## Source text
◇ ◇ ◇
X_train = X_train[non_nan_indices_train]
X_test = X_test[non_nan_indices_test]

## Define Functions


In [None]:
def model_testing(X_train, y_train, X_test, y_test, model_type, vectorizer, ngram, params):
    """
    Runs a specified model and dimensionality reduction method with tuned hyperparameters

    Parameters:
    - X_train (array-like): Training set features, preprocessed.
    - y_train (array-like): Training set labels.
    - X_test (array-like): Test set features, preprocessed.
    - y_test (array-like): Test set labels.
    - model_type (str): Type of model to test. Choose from 'log' (Logistic Regression), 'xgb' (XGBoost), 'knn' (k-Nearest Neighbors), 'svm' (Support Vector Machine).
    - vectorizer (str): Type of vectorizer to test. Choose from 'count' (Count Vecotizer) or 'tfidf' (TF-IDF Vecotizer).
◇ ◇ ◇
## Material
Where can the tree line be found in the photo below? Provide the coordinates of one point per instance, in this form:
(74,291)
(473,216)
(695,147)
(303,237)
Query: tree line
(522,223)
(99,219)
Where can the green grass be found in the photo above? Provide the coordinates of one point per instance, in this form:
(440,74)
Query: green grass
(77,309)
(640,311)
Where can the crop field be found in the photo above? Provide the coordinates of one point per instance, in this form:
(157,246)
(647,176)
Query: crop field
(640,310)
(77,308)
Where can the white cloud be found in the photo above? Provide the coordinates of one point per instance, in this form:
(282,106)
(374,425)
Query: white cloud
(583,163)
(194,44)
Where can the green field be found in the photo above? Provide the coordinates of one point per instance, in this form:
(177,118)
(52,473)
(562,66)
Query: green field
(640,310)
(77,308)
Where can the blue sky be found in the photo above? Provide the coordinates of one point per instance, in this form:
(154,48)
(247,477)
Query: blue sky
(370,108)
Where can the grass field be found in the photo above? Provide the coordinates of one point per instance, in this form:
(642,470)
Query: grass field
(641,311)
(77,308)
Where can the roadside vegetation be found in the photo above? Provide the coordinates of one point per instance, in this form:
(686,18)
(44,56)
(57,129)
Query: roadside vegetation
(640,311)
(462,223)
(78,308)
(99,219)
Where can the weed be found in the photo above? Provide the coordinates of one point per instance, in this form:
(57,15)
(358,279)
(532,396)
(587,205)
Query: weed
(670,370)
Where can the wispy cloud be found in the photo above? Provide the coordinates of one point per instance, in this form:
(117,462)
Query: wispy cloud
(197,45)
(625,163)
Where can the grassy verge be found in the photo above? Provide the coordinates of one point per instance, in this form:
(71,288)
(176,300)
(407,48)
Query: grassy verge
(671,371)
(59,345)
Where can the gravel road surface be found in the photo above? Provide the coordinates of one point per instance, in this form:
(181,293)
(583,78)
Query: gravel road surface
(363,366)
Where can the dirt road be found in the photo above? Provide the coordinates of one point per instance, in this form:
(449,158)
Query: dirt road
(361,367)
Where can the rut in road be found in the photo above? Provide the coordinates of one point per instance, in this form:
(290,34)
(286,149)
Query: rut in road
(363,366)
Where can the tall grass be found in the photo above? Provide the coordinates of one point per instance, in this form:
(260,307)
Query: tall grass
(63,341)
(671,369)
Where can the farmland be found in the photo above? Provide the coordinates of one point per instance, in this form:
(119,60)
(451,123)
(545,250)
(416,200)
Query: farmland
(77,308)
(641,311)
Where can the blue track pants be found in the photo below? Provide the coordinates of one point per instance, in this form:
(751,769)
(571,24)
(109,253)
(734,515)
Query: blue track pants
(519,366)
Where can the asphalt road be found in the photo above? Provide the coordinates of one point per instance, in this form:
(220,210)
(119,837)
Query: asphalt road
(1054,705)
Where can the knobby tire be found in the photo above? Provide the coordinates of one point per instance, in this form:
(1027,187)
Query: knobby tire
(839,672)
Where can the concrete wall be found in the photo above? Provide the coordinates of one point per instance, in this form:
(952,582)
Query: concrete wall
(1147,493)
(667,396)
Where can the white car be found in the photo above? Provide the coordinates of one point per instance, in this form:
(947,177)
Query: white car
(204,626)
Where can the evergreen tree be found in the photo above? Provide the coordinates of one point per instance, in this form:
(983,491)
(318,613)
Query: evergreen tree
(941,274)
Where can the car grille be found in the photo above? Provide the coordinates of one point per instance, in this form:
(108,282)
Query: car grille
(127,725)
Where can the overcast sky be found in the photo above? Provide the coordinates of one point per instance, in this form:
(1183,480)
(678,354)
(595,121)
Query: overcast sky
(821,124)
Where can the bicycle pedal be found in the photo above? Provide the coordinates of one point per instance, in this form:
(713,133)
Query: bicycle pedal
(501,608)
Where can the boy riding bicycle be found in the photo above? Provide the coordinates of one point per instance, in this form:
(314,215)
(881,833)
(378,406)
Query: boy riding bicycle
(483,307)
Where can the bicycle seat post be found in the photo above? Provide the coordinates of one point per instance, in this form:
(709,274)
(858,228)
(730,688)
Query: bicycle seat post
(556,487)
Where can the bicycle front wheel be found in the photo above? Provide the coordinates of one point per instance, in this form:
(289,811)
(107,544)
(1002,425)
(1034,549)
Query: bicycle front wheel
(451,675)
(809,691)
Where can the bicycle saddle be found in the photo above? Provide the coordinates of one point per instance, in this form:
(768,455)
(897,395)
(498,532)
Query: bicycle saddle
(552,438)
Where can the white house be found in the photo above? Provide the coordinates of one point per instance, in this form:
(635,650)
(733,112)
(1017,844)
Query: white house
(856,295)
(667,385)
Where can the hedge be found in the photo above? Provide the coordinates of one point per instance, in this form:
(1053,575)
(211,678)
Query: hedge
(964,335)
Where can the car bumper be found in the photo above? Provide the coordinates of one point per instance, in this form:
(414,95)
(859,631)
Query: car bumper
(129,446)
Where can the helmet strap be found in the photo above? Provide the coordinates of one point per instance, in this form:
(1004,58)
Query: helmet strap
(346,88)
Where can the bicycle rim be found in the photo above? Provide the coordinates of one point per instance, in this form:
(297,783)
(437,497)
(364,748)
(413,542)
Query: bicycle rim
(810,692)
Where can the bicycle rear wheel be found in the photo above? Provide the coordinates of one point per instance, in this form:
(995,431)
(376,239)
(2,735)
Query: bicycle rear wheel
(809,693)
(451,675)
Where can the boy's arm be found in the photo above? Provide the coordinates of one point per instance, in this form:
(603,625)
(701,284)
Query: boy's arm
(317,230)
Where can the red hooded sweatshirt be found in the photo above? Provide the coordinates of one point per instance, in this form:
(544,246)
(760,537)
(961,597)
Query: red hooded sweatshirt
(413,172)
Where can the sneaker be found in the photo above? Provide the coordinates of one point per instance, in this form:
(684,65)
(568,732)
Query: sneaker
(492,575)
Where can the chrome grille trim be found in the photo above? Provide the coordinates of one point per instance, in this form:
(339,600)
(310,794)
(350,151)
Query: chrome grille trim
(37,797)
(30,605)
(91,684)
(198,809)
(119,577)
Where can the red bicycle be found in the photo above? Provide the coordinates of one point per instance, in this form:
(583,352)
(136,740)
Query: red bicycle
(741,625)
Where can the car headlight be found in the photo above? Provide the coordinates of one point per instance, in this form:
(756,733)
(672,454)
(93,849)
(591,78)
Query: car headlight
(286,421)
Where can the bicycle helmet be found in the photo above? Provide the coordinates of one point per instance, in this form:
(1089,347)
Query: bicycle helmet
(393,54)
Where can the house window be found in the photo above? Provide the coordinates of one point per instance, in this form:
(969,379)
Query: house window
◇ ◇ ◇
## Exercise 1
Answer these about the code excerpt:
(a) What header stands above the function definition?
(b) Which model does the option 'knn' choose?
(c) Which variable is filtered using non_nan_indices_test?
## Exercise 2
Rewrite the stretch of the code excerpt from "- y_test (array-like): Test" through "or 'tfidf' (TF-IDF Vecotizer).", putting "Linear Support Vector Classifier" wherever "Support Vector Machine" appears.

## Task output 1
(a) Define Functions
(b) k-Nearest Neighbors
(c) X_test

## Task output 2
- y_test (array-like): Test set labels.
    - model_type (str): Type of model to test. Choose from 'log' (Logistic Regression), 'xgb' (XGBoost), 'knn' (k-Nearest Neighbors), 'svm' (Linear Support Vector Classifier).
    - vectorizer (str): Type of vectorizer to test. Choose from 'count' (Count Vecotizer) or 'tfidf' (TF-IDF Vecotizer).